Point-based annotation data:
###

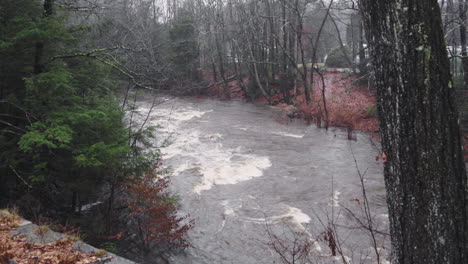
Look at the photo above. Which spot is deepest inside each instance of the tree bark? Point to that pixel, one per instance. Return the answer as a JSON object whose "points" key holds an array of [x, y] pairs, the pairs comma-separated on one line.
{"points": [[425, 174], [463, 9]]}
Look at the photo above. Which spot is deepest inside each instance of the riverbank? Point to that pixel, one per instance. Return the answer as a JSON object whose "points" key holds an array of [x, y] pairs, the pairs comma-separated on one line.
{"points": [[24, 242], [349, 103]]}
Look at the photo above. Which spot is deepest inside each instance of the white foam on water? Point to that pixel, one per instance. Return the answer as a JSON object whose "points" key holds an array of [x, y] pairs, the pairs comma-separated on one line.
{"points": [[284, 134], [335, 199], [214, 161], [221, 170]]}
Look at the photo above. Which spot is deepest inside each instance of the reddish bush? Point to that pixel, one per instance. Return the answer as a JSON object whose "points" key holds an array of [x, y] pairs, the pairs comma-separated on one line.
{"points": [[153, 209]]}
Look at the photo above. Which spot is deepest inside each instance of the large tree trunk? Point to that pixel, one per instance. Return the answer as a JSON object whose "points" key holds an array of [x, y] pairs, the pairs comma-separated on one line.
{"points": [[463, 9], [424, 172]]}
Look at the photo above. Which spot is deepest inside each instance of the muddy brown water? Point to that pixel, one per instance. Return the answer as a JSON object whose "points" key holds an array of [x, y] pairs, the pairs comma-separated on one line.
{"points": [[241, 176]]}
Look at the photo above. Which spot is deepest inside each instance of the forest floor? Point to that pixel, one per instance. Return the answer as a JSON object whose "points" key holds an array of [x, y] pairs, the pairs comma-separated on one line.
{"points": [[349, 103], [23, 242]]}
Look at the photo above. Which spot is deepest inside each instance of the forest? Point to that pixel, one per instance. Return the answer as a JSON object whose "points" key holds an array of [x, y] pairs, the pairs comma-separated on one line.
{"points": [[169, 131]]}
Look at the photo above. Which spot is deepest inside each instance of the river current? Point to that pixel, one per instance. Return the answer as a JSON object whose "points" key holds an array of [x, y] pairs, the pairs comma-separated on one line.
{"points": [[251, 183]]}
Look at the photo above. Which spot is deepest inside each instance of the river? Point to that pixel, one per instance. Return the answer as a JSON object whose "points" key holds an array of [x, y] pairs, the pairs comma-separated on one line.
{"points": [[250, 182]]}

###

#### [What the task asks]
Could you write out all the records again, swapping "deepest inside" for "most central in" and changing nothing else, with the pictures left out?

#### [Exercise result]
Look at the photo above. Which spot is most central in each instance of the tree bark? Point to that pixel, one per instance. Return the answer as a JSON object whose "points" key holds an array of [x, y] pairs, the pairs comma-separated on one line.
{"points": [[425, 174], [463, 9]]}
Look at the photo above. Which spot is most central in each instance of the riverbank? Point to that pixel, one per instance. Return the answer as a JSON object whose "points" key holds an array of [x, y] pairs, the pairs comma-separated on one line.
{"points": [[24, 242], [349, 103]]}
Look at the photo above. Which spot is most central in each instance of the white foam on water? Point to that pixel, one per instance. Return the answer as a JSON object whose "points" key holds an array of [x, y] pairs, the pairs comma-separated on one line.
{"points": [[284, 134], [335, 199], [214, 161], [221, 170]]}
Look at the photo above. Which spot is most central in each instance of the reddish bush? Point to that pixel, one per instance. Return the answer as a JSON object whose "points" key holds an array of [x, y] pairs, the pairs comma-separated on one line.
{"points": [[153, 209]]}
Look at the photo above. Which spot is most central in each instance of the large tree trunk? Point to that pixel, one per instance. Return the answer as a JSON object whose "points" key holds an array of [x, y] pairs, the pairs comma-separated on one line.
{"points": [[463, 9], [424, 172]]}
Look at the photo above. Which spot is most central in each instance of the muddy brown water? Point to that pixel, one per instance. Return the answer as a JSON object whose "points" key holds an array of [x, y] pairs, the pairs comma-separated on one line.
{"points": [[241, 176]]}
Look at the photo above. Which spot is most central in each instance of the forest floor? Point to that pixel, one per instance. Return the answer as a JSON object whose "points" key holds an array of [x, y] pairs, the pairs comma-separated on one line.
{"points": [[349, 103], [23, 242]]}
Look at the photo above. Which spot is most central in each instance of the forest? Point to that pixel, one per instance. Return the answer as a JSON object whose "points" key holds an array of [x, y] pairs, the pairs comma-separated on one line.
{"points": [[169, 131]]}
Look at the photo above. Which spot is most central in each instance of the river current? Point to that pixel, one per instance. Return the answer as a JSON object whose "points" key holds an array of [x, y] pairs, the pairs comma-separated on one line.
{"points": [[251, 183]]}
Look at the photo above. Which spot is most central in each instance of the river? Point to that pixel, one per instance. Return the answer as a JSON object whose "points" key holds an array of [x, y] pairs, the pairs comma-separated on one line.
{"points": [[250, 182]]}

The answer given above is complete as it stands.